§ **OBJECTIVE**
Retype everything in the cold brew passage below, from "Bummer, how will" down to "indeed, very possible.".

The Ultimate Dilemma
It’s 10 PM and you’re looking to whip up some good ole fresh cold brew coffee. You search your cabinets 3 times, but your cold brewer is nowhere to be found! You start to panic, but alas, you forgot to check your dishwasher! So you open your dishwasher where your cold brewer sits comfortably on the top rack… amongst all of the other dirty dishes that have yet to be cleaned because yes- you guessed it- you have also run completely out of dish soap and dishwasher detergent!
Bummer, how will you ever get your cold brew fix now? Maybe you could slide through the Starbucks drive through 30 minutes earlier on your way to class, but wait- yep, you have exactly $3.83 in your bank account until you get paid on Friday and that certainly will not get you anything worth drinking at Starbucks. Something glass glints out of the corner of your eye. You look over at your trusty, yet dusty, French press coffee maker. An idea pops into your mind: could you possibly make your cold brew in this contraption in the meantime? The answer is yes you can; it is, indeed, very possible.

§ **DATA EXTRACT**
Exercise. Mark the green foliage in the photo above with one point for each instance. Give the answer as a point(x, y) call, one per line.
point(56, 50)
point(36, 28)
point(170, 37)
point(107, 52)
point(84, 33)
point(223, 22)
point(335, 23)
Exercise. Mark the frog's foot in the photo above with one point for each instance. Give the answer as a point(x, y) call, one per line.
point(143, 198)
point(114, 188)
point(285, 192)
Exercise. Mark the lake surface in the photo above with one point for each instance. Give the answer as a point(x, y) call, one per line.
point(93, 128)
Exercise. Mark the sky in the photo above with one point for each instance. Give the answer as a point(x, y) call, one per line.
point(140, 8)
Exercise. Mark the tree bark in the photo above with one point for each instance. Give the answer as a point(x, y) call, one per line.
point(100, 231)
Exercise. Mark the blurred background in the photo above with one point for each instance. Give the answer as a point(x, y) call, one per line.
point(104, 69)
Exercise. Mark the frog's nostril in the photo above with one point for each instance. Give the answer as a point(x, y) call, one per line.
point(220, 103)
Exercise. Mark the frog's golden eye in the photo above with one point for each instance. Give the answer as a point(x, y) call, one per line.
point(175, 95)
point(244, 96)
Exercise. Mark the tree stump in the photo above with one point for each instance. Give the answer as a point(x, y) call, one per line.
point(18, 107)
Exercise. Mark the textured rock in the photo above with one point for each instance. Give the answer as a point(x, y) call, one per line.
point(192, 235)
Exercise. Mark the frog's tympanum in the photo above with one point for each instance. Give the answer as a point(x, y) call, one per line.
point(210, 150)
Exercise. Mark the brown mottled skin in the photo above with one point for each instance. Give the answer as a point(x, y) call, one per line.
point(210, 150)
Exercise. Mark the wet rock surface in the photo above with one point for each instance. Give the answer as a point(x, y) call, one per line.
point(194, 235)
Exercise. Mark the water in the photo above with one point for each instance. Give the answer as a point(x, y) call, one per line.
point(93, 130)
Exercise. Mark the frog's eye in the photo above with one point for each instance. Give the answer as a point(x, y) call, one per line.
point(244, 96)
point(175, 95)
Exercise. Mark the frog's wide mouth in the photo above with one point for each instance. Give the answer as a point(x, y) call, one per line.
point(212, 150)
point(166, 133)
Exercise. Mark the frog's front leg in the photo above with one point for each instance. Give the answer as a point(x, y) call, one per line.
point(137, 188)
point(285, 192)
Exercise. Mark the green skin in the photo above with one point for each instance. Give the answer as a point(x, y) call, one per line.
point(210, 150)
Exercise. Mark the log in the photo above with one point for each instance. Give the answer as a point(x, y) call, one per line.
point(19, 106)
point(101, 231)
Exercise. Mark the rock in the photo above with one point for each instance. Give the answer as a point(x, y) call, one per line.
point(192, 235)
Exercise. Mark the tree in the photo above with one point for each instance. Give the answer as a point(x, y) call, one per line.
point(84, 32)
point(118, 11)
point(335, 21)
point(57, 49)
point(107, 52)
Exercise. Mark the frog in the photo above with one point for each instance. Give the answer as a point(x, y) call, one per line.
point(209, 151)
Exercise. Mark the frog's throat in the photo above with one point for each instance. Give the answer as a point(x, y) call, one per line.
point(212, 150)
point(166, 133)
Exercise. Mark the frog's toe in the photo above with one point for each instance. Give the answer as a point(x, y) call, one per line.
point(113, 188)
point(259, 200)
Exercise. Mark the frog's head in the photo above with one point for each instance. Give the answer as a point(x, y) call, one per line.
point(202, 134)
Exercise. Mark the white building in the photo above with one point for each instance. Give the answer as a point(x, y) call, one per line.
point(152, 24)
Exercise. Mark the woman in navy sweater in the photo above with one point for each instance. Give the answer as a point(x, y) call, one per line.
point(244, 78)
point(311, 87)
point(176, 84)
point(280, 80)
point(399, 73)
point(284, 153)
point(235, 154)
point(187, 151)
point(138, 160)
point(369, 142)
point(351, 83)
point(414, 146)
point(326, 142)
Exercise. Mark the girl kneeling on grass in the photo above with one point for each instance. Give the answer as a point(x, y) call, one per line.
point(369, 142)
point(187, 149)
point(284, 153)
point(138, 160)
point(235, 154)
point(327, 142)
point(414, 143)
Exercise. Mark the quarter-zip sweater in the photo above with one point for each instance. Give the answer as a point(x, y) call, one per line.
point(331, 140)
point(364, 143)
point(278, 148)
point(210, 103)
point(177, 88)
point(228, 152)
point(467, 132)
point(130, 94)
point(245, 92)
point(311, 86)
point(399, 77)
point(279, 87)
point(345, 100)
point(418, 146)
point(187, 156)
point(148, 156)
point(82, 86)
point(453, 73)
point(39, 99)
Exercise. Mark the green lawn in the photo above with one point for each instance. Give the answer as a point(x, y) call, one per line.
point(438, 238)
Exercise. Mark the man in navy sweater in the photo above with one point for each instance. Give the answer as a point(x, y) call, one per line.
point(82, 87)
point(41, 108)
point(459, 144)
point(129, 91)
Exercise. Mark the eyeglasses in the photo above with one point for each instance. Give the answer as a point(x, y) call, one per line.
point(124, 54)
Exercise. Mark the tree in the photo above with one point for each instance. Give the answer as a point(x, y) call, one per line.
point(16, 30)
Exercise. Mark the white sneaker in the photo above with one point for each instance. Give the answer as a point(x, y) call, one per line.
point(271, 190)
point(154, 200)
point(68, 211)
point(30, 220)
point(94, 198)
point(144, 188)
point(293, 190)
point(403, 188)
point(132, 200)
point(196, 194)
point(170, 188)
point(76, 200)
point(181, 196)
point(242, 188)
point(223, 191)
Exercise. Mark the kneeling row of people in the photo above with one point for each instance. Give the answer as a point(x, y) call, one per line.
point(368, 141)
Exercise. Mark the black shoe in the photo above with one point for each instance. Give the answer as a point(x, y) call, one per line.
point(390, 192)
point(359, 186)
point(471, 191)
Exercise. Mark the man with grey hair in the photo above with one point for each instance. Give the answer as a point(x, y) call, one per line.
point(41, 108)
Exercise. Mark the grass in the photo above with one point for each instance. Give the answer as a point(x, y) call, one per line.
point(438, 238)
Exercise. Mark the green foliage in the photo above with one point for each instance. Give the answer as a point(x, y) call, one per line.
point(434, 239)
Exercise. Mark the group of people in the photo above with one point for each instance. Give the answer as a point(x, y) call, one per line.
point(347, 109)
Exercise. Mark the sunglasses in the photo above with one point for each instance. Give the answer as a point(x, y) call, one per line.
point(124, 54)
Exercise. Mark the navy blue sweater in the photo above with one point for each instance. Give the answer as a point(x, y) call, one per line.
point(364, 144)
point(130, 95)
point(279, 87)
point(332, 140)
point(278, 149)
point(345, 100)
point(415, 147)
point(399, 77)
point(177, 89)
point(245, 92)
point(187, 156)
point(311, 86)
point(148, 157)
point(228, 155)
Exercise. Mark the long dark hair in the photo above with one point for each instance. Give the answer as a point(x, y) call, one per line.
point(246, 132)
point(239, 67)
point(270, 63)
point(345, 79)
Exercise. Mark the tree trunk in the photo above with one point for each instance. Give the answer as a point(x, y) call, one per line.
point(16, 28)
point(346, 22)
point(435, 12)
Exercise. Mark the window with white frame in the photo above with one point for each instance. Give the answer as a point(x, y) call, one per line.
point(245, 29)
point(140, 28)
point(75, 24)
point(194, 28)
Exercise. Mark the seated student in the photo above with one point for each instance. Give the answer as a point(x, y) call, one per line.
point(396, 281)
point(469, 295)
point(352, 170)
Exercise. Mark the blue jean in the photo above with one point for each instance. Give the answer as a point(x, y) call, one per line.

§ **EXPECTED OUTPUT**
Bummer, how will you ever get your cold brew fix now? Maybe you could slide through the Starbucks drive through 30 minutes earlier on your way to class, but wait- yep, you have exactly $3.83 in your bank account until you get paid on Friday and that certainly will not get you anything worth drinking at Starbucks. Something glass glints out of the corner of your eye. You look over at your trusty, yet dusty, French press coffee maker. An idea pops into your mind: could you possibly make your cold brew in this contraption in the meantime? The answer is yes you can; it is, indeed, very possible.